▶ WORK TO DO:
How many lines in the data below contain the string "driftwood"? Reply with the number alone.

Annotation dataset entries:

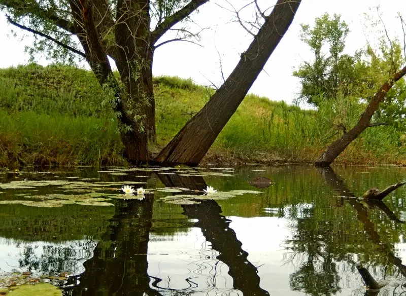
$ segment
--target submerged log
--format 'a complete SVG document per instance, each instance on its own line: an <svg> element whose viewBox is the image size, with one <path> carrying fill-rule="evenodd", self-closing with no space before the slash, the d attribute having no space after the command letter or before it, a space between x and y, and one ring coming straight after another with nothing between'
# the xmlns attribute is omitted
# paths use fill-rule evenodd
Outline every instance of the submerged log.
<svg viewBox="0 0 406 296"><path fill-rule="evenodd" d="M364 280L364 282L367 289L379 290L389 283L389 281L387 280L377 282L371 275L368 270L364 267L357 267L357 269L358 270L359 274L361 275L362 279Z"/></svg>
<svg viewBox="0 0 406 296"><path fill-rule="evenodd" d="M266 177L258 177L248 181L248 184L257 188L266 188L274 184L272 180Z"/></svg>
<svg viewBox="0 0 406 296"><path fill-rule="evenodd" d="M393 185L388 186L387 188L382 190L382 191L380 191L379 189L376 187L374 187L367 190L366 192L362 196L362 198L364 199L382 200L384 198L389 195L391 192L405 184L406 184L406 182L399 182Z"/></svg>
==
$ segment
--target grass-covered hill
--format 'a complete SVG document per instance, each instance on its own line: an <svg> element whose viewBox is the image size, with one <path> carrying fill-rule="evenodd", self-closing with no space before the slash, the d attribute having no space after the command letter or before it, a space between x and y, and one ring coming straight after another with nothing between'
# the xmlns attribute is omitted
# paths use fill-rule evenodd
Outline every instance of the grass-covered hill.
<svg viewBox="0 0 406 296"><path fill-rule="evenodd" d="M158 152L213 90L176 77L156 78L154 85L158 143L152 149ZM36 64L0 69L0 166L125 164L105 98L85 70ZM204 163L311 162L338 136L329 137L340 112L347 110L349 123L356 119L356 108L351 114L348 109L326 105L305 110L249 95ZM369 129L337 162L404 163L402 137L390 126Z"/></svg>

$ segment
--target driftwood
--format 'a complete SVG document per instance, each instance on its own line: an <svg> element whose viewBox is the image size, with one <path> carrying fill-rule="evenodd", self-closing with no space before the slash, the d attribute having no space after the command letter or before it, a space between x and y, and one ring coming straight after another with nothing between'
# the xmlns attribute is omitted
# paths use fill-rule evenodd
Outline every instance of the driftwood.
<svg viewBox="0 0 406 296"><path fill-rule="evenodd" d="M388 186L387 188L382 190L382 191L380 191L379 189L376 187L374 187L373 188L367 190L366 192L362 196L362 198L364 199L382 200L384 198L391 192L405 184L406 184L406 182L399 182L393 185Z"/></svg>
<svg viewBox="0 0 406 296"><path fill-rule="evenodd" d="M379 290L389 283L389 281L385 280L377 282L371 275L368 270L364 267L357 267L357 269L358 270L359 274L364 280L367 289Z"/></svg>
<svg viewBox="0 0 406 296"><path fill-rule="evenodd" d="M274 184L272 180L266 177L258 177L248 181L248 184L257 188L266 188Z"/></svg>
--
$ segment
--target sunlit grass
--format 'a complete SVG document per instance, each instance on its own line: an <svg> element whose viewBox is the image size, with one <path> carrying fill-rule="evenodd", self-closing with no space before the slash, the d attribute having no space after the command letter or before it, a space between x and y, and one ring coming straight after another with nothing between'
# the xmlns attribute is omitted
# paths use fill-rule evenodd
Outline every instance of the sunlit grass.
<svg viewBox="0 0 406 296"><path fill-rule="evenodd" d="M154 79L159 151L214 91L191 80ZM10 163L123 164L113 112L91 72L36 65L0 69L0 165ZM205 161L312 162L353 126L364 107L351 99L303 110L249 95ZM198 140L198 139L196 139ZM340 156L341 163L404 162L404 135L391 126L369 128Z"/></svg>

▶ FULL SOLUTION:
2